--- begin ---
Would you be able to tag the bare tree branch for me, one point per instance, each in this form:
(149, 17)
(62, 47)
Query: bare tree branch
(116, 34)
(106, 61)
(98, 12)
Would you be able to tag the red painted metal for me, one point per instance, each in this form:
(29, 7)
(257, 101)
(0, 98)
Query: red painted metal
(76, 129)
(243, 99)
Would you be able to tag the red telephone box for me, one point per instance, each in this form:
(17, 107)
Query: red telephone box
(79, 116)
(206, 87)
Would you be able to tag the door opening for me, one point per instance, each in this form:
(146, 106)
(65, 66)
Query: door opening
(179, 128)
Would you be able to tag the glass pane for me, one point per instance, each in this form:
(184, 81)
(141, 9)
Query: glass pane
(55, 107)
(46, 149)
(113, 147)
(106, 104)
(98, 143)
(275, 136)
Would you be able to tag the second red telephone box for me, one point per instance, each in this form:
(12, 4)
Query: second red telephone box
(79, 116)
--- end ---
Prompt: The lines to reproduce run from the line containing "Would you be able to tag the red painted" to the end of the listing; write them out exactly and add nothing.

Exercise answer:
Would you be able to tag the red painted metal for me, one point per instance, each in this form:
(29, 7)
(257, 101)
(0, 98)
Query: red painted metal
(76, 129)
(243, 99)
Would you be able to tag the red telephone box for me, one point per instance, each in this form:
(17, 107)
Query: red telephone box
(79, 116)
(206, 87)
Would you be able to tag the door opening for me, one point per instance, each in this form:
(146, 106)
(65, 66)
Query: door opening
(179, 128)
Would you be able to tag the glass pane for me, one point per instance, each in this form:
(184, 81)
(141, 9)
Query: glass pane
(55, 107)
(46, 149)
(113, 147)
(106, 104)
(98, 143)
(275, 136)
Would you be able to tag the second red telephone box for me, one point per instance, each in this form:
(12, 4)
Query: second red telephone box
(79, 116)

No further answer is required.